### SHORT PROBLEM A
Could you output the blog post about hands word for word, from "She’s totally awesome." up to and including "and here’s mine!"?

Start of DOCUMENT EXCERPT

Hands.

Through the joy that is social media, I feel like I’m forming a friendship. Kate, like me signed up to Mel Wells’ Academy in October. But Kate, unlike me, finished all the modules!

She’s totally awesome. So awesome in fact that she’s started a 2018 challenge to teach you to love yourself that little bit more each day in 2018. And I’m all in!

The idea is that you focus on a different part of your body each month throughout 2018 with different challenges each week. You can follow the order that Kate is going through, or you pick your own. (Please, PLEASE go and subscribe to her blog and find out more about this great challenge!)

This month, the focus is hands (yep, we’re starting easy!) and the Week 1 challenge is to tell the story of your hands, and here’s mine!

My Hands

When my Nan passed away in 2015, I was given her engagement ring, and her Nans’ wedding ring. All I wanted to do was put them both straight on my finger. Not unusual you might say, but for me it was. I’d never worn a ring in my 29 years before that day, not even just a “junk jewellery” one.

Why?

I hated my hands. I hate them a little less these days but historically I’ve never exactly liked them. The last thing I’d ever wanted to do was fill them with jewellery and draw attention to them. I was a nail biter. Like, as far down as you can go, and the skin around them. The lot! In fact I still am a nail biter but I get my nails done every three weeks now and have done for the last 2.5 years, but that doesn’t stop me. I relish the opportunity for a good old chew if one of my nails ping off!

Reflecting on my childhood, I was always busy with my hands! I’d always turn my hand (‘scuse the pun), to something crafty and hands on (bloody terrible at drawing though!) I loved to experiment with origami, I enjoyed making dolls out of wooden pegs and the aforementioned Nan taught me to knit and French knit. I learned to cross stitch too. I also loved to write, and before the digital age, of course that was all done with a pen in hand.

End of DOCUMENT EXCERPT

### SHORT PROBLEM B
Which lines in the listing below contain the word "surface"? Pull out every one of them, treating uppercase and lowercase as different.

Start of SUPPLIED DATA

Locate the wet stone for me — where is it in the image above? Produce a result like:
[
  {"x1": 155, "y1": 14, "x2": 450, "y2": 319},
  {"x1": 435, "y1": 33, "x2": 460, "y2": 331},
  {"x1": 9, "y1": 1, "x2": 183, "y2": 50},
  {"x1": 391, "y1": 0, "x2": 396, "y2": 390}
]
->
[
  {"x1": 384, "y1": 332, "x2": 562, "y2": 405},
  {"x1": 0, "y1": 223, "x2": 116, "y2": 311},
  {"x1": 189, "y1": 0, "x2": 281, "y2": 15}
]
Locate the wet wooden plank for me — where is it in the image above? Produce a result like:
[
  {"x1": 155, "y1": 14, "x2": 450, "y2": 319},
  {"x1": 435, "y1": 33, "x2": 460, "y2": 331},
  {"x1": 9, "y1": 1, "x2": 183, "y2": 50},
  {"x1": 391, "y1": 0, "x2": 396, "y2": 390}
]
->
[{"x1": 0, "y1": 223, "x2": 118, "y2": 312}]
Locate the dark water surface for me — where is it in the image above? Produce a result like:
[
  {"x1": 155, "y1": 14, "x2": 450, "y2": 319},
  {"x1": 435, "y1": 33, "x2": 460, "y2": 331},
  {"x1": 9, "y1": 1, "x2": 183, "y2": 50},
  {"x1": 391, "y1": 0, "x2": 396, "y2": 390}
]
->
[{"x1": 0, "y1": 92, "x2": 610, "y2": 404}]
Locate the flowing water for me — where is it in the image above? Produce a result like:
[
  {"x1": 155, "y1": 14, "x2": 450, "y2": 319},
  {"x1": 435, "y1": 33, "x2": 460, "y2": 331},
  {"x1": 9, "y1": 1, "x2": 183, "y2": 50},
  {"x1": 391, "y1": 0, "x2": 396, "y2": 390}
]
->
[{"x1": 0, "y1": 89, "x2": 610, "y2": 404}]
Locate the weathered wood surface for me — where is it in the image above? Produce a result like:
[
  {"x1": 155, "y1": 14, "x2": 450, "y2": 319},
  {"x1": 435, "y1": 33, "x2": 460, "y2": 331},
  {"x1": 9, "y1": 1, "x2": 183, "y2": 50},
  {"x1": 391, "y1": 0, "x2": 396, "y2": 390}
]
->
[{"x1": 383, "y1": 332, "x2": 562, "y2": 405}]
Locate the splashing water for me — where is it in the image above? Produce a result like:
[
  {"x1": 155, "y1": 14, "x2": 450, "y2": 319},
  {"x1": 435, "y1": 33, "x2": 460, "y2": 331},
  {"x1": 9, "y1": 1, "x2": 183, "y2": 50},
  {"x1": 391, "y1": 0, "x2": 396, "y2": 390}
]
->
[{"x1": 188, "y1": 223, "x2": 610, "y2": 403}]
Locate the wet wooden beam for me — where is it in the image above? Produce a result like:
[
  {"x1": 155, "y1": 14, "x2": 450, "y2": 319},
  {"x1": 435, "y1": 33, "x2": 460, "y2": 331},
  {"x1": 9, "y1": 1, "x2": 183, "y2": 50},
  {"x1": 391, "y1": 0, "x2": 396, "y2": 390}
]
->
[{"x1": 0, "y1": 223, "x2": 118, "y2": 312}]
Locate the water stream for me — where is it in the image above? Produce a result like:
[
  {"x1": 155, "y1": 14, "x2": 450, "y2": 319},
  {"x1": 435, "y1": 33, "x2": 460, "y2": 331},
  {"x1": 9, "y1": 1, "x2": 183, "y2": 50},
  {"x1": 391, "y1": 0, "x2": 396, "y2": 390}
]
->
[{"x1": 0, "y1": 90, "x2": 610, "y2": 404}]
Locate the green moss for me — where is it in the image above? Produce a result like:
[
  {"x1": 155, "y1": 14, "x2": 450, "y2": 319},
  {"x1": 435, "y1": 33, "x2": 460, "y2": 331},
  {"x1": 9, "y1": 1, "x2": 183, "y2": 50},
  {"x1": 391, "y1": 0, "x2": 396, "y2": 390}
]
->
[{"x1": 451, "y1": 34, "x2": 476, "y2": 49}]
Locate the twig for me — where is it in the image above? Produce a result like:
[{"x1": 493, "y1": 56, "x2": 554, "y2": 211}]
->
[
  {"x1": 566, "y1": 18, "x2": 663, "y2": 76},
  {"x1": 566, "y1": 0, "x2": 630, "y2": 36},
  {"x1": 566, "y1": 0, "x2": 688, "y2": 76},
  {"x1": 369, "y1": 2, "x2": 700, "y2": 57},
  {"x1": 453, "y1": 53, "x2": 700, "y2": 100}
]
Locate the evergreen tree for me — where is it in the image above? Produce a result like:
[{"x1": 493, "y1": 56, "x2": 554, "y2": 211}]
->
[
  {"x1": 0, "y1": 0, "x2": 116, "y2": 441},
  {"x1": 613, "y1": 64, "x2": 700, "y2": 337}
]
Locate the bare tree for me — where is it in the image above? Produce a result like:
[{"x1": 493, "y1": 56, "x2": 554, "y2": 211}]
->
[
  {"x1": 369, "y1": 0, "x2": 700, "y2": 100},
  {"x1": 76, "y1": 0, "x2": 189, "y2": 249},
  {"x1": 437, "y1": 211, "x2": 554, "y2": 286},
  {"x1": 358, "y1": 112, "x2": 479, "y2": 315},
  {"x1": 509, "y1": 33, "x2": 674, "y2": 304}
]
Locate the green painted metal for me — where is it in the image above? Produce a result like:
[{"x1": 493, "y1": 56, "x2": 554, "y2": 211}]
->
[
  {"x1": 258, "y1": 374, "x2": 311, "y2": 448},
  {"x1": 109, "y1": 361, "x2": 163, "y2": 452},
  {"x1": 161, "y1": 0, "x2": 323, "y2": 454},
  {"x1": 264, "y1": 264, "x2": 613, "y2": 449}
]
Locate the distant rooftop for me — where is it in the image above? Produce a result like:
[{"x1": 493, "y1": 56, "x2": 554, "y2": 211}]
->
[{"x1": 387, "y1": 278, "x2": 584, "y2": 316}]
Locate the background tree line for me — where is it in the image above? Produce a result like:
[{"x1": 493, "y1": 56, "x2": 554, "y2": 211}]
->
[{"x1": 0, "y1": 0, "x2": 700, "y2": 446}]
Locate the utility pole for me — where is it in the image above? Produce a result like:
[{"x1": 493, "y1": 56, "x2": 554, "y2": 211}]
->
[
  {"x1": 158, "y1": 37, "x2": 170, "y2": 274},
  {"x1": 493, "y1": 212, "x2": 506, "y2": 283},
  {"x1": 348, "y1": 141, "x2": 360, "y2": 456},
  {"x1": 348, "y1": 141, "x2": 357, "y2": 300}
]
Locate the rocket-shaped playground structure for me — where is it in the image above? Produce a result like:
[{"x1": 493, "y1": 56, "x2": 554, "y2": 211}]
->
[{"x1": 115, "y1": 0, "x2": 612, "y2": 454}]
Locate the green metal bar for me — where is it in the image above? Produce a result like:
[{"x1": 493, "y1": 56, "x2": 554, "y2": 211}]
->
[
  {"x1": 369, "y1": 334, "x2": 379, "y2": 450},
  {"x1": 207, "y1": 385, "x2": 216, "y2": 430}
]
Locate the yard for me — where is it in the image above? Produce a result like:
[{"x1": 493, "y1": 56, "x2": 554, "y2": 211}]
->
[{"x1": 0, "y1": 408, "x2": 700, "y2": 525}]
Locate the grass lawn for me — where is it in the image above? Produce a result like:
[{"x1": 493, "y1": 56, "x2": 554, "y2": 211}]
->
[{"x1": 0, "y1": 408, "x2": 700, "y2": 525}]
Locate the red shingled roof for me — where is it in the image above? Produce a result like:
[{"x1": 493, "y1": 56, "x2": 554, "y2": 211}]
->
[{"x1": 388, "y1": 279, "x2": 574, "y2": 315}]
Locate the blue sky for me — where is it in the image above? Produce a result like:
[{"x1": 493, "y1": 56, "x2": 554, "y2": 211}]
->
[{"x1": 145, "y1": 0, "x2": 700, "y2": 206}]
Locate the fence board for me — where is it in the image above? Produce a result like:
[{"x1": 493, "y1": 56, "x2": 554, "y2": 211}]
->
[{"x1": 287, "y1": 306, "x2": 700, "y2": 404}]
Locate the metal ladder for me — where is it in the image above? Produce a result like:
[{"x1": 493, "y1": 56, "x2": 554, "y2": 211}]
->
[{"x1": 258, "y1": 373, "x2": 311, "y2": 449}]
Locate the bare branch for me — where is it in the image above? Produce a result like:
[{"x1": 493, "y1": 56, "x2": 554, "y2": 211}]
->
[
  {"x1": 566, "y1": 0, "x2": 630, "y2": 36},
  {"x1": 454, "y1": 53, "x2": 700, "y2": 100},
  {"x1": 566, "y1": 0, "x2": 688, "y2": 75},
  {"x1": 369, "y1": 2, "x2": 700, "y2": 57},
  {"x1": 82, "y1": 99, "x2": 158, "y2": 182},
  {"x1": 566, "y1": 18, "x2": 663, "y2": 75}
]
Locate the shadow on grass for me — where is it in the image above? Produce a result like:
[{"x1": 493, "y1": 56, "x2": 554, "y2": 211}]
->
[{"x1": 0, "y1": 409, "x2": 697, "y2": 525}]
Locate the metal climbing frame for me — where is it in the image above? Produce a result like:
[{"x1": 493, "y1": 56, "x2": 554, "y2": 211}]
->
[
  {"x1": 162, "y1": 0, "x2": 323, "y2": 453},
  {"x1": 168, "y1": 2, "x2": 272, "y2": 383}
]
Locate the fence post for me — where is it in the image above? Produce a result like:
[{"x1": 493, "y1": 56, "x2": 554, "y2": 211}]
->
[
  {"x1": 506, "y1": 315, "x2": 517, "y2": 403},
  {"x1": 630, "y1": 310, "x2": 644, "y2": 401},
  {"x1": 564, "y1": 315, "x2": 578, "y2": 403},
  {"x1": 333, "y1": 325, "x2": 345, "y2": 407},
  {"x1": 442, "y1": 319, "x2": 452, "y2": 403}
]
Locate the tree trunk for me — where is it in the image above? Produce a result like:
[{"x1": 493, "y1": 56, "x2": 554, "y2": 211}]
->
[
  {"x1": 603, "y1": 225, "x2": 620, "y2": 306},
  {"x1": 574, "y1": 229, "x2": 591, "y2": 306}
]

End of SUPPLIED DATA

### TASK SOLUTION A
She’s totally awesome. So awesome in fact that she’s started a 2018 challenge to teach you to love yourself that little bit more each day in 2018. And I’m all in!

The idea is that you focus on a different part of your body each month throughout 2018 with different challenges each week. You can follow the order that Kate is going through, or you pick your own. (Please, PLEASE go and subscribe to her blog and find out more about this great challenge!)

This month, the focus is hands (yep, we’re starting easy!) and the Week 1 challenge is to tell the story of your hands, and here’s mine!

### TASK SOLUTION B
Locate the dark water surface for me — where is it in the image above? Produce a result like:
Locate the weathered wood surface for me — where is it in the image above? Produce a result like:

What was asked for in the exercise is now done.